* Start TEXT SECTION *

The Ra-CGAN model consists of two sub-networks, namely, the generative network and the discriminative network, and the model structure is shown in Figure 1. Generating network G inputs raw images and pixel-level label images. The input of the discriminative network D has two combinations, where one is the combination of the original image and the image generated by the generative network, and the other is the combination of the original image and the pixel-level label image. During training, the original and pixel-level labeled images are used as positive samples and the original and generated images are used as negative samples.
The generator is a segmentation model with a multi-level channel attention mechanism, which mainly includes three components, namely, the encoder, the multi-level channel attention module and the decoder. These three components are used for feature extraction, feature fusion and class prediction, respectively. The encoder includes five sets of convolutional blocks. Each group of convolutional blocks consists of two convolutional layers with a kernel size of 3, a batch normalization layer and a ReLU activation function. In order to enhance the network's acquisition of complex background target information, a channel attention layer has been added. The channel attention layer automatically obtains the importance of each feature channel through self-learning. Then, according to this importance, useful features are boosted and features that are not useful for the current task are suppressed. Finally, a max-pooling layer with a size of 2 and a stride of 2 is used for feature dimensionality reduction, and the size of the feature map is reduced in turn. The decoder restores the original size of the feature map and generates a predicted image with the same resolution as the input image. At the same time, the depth of the feature layer is reduced, and a deconvolution layer with a step size of 2 and a convolutional kernel size of 2 is set in turn. Finally, in order to further improve the network's acquisition of multi-scale target edge information, a feature map containing a channel attention mechanism is used to perform multi-level skip links. The information obtained by deconvolution is fused at each layer to enrich global semantic information and local detail information.
The channel attention module [13] is the attention layer. First, the feature map U obtained by the convolution operation is globally average pooled according to the spatial dimension. Each 2-dimensional feature channel becomes a real number. This real number has a global receptive field, and the dimension of the output matches the number of feature channels of the input. Second, in order to fully obtain the dynamic and nonlinear dependencies between channels, limit the complexity of the model and allow the network to update the channel weights spontaneously, two fully connected layers have been introduced. The role of the two fully connected layers is to fuse the feature information of each channel. Finally, the extracted channel weights are weighted to each channel of the previous feature map to obtain the feature map Ua with a channel attention mechanism.

* End TEXT SECTION *
* Start INFORMATION SUPPLIED *

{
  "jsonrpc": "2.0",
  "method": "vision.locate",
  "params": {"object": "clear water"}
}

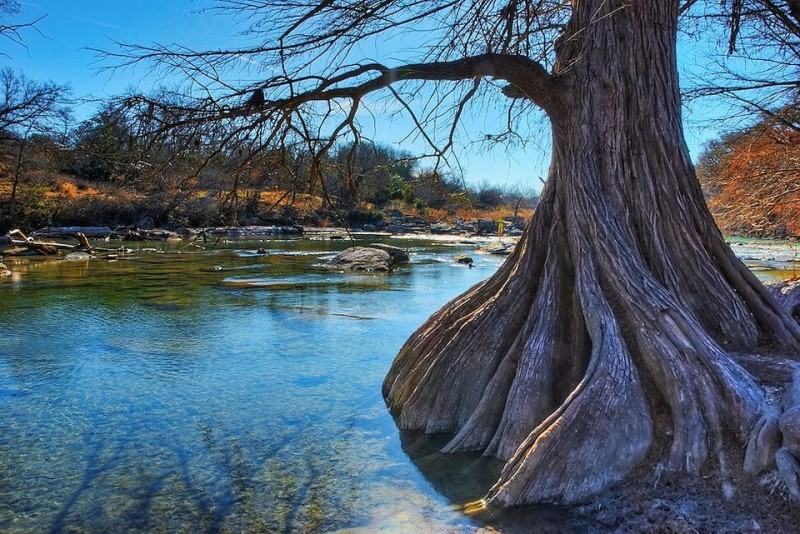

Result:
[0,240,536,532]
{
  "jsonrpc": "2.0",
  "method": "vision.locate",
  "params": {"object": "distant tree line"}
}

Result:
[697,103,800,237]
[0,68,537,230]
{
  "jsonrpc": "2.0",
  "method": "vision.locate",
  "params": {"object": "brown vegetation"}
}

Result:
[698,121,800,241]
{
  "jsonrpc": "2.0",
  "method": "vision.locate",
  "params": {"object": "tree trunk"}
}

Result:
[384,0,800,507]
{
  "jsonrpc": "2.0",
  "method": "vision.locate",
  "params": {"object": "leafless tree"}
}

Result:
[0,67,70,224]
[0,0,41,57]
[111,0,800,507]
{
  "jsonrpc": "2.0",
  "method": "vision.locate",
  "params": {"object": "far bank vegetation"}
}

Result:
[0,96,538,231]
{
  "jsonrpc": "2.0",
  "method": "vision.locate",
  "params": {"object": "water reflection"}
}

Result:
[0,241,512,532]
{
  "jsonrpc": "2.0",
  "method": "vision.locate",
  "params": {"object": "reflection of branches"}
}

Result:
[0,0,44,57]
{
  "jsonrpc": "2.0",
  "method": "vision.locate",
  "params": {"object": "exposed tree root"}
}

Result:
[384,171,796,508]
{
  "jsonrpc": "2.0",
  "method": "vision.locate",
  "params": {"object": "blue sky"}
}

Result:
[0,0,732,190]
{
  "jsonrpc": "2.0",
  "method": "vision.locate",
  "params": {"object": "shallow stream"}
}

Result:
[0,239,792,532]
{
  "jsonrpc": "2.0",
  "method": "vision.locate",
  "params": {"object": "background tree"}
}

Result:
[0,67,70,230]
[111,0,800,507]
[698,104,800,237]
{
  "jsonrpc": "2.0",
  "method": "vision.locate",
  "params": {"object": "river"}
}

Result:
[0,238,797,532]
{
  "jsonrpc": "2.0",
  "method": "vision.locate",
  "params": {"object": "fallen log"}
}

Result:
[33,226,113,239]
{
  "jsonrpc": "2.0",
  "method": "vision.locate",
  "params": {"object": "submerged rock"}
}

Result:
[453,254,473,265]
[477,243,514,256]
[369,243,411,263]
[327,247,394,272]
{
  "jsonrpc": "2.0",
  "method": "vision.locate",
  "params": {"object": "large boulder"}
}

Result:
[369,243,411,263]
[328,247,394,273]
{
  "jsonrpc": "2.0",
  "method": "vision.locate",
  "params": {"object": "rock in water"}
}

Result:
[369,243,411,263]
[328,247,394,273]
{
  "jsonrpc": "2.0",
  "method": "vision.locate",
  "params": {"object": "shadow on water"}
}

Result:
[400,430,597,534]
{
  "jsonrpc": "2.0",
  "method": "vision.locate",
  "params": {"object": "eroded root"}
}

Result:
[384,178,794,508]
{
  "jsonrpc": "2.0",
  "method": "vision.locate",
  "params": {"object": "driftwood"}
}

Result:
[0,229,78,256]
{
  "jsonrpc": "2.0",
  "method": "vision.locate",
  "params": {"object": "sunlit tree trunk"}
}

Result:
[384,0,800,507]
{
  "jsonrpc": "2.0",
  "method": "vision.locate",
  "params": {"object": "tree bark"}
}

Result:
[383,0,800,507]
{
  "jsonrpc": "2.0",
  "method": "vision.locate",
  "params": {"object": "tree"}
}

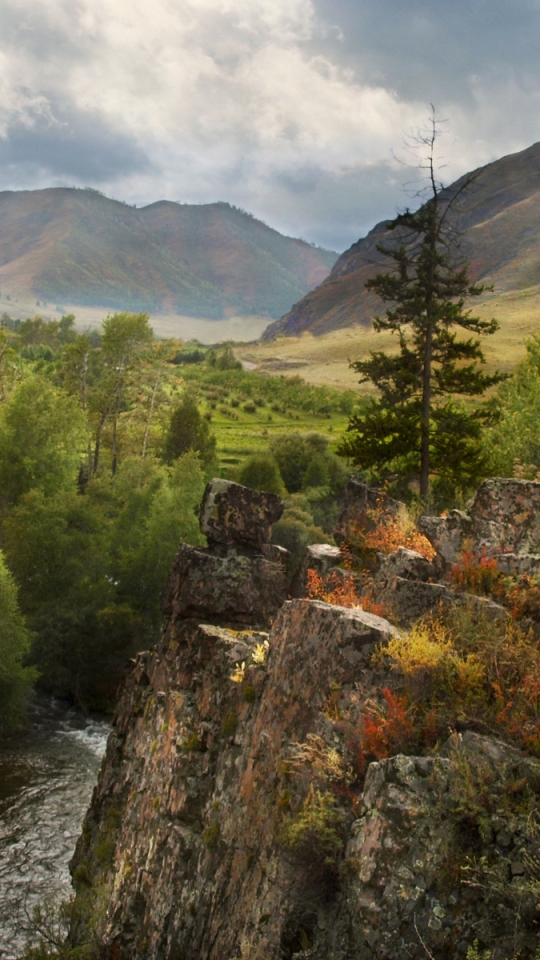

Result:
[0,376,85,503]
[339,117,505,502]
[92,313,153,475]
[0,552,37,730]
[164,390,216,467]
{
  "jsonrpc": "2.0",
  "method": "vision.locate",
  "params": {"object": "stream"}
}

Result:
[0,698,110,960]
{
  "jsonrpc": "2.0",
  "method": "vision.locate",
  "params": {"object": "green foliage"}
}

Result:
[270,433,328,493]
[272,494,328,575]
[3,453,204,709]
[279,785,343,867]
[484,334,540,479]
[237,453,285,496]
[164,390,216,467]
[340,129,504,500]
[0,313,352,710]
[206,346,242,370]
[203,821,220,850]
[0,376,85,503]
[21,898,99,960]
[0,552,36,731]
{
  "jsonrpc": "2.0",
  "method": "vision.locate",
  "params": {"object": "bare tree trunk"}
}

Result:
[92,407,110,473]
[141,377,159,460]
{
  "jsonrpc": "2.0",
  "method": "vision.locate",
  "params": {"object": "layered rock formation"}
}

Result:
[72,481,540,960]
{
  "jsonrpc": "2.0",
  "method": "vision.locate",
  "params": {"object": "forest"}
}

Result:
[0,313,540,729]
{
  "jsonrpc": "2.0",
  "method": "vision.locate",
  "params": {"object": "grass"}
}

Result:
[235,286,540,393]
[177,364,357,479]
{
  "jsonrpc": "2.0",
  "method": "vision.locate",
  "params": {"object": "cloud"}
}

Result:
[0,0,539,249]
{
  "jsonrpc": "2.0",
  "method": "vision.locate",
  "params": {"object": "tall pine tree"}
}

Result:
[339,118,504,502]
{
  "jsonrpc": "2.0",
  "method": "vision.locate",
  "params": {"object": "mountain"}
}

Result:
[263,143,540,340]
[0,187,337,319]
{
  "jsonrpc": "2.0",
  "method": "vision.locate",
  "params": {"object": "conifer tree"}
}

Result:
[339,118,505,502]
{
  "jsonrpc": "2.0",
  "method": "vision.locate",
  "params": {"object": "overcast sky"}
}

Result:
[0,0,540,250]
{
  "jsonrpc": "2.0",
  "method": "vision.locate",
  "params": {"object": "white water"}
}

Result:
[0,700,110,960]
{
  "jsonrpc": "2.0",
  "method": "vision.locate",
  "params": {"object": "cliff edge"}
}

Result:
[71,481,540,960]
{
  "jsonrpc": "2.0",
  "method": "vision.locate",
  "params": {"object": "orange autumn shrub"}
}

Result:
[307,570,386,617]
[352,687,415,776]
[450,547,504,597]
[342,500,436,560]
[450,548,540,621]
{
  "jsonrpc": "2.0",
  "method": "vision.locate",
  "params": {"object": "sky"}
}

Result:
[0,0,540,251]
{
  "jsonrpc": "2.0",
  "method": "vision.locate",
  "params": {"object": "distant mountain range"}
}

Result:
[263,143,540,340]
[0,188,337,320]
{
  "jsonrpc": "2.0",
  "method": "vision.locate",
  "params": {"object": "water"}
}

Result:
[0,699,110,960]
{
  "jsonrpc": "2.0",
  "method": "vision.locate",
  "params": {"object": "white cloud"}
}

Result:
[0,0,420,223]
[0,0,539,245]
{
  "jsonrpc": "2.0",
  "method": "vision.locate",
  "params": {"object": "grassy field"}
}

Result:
[235,287,540,392]
[175,364,358,478]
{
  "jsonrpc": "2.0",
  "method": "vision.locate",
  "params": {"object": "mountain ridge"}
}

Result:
[0,187,337,320]
[263,143,540,340]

* End INFORMATION SUPPLIED *

TO DO:
**a.** Answer the following from the text on the Ra-CGAN model.
(i) How many sets of convolutional blocks does the encoder include?
(ii) Which combination of images serves as negative samples during training?
(iii) How many fully connected layers does the channel attention module introduce?
**b.** Write the next paragraph of the text on the Ra-CGAN model, picking up after its final sentence.
The rows play no part in what is asked here.

RESULTS OF THE EXERCISE:
**a.**
(i) Five.
(ii) The original image and the generated image.
(iii) Two.

**b.**
The input of the discriminator is the mosaic of the original image and the segmentation image or the label image in the channel dimension. Doing so better preserves the original features of the samples. Maximum pooling layers are generally not used in GAN discriminators. Because the gradient provided after pooling is sparse, it is not conducive to guide the learning of the generator. A good discriminator not only has strong classification ability, but it also can provide more information to the generator. The activation function in this work uses a LeakyReLu to solve the problem of gradient disappearance that may be caused by a ReLu. The ReLu function will truncate the negative value to 0, and the LeakyReLu function will not be 0 when the input is a negative value, allowing a small negative value to pass. Since the gradient of the discriminator is particularly important for the generator, in the discriminator, a LeakyReLu is used instead of a ReLu, and strided convolution is used instead of a max pooling layer.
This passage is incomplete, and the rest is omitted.